GENNTE Technologies is seeking a Data Engineer with strong Databricks expertise to design, build, and optimize scalable data pipelines on modern cloud data platforms. The ideal candidate will be responsible for implementing data ingestion, transformation, and integration workflows, ensuring data quality and performance across all pipelines while collaborating with data architects and analysts.
Responsibilities:
- Design, develop, and optimize data pipelines using Databricks, Apache Spark, and Delta Lake
- Implement data ingestion, transformation, and integration workflows for large-scale datasets
- Ensure data quality, reliability, and performance across all pipelines
- Collaborate with data architects and analysts to enable analytics and reporting capabilities
- Apply best practices for Lakehouse architecture and cloud-based data engineering
- Monitor and troubleshoot pipeline performance, ensuring scalability and efficiency
- Work within an Agile framework for sprint planning, backlog management, and continuous delivery
Requirements:
- 5+ years of experience in data engineering with strong focus on Databricks
- Hands-on expertise in Apache Spark, Delta Lake, and Databricks Lakehouse architecture
- Strong knowledge of Python, PySpark, and SQL
- Experience with cloud platforms (Azure preferred) and data integration tools
- Strong SQL skills (joins, window functions, optimization)
- Experience with cloud platforms (Azure / AWS / GCP)
- Knowledge of ETL/ELT, CDC, SCD (Type 1 & 2)
- Familiarity with CI/CD pipelines and DevOps practices
- Understanding of data governance, metadata management, and performance tuning
- Excellent problem-solving and communication skills
- Bachelor's degree in computer science, Data Engineering, or related field
- Experience with Azure Data Factory, Azure DevOps, and cloud-native architectures
- Knowledge of data modeling and analytics enablement

::::

## COMPLETE THE FOLLOWING
1. Answer these questions from the job posting, one per line:
(a) How many years of data engineering experience does the posting require?
(b) Which framework governs sprint planning, backlog management, and continuous delivery?
(c) Which cloud platform is listed as preferred?
2. Summarize the job posting in two sentences.

## SOURCE MATERIAL
::::

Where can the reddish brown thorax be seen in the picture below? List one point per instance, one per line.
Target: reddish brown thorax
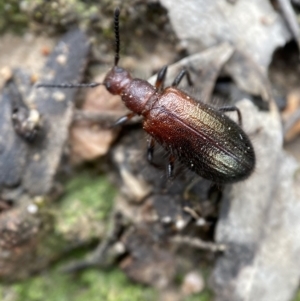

::::

## OUTPUTS IN ORDER
1.
(a) 5+ years, with a strong focus on Databricks.
(b) An Agile framework.
(c) Azure.

2. GENNTE Technologies is hiring a Data Engineer with strong Databricks expertise to design, build, and optimize scalable data pipelines using Databricks, Apache Spark, and Delta Lake while ensuring data quality and performance and collaborating with data architects and analysts. Candidates need 5+ years of data engineering experience, strong Python, PySpark, and SQL skills, cloud platform experience with Azure preferred, and a bachelor's degree in computer science, data engineering, or a related field.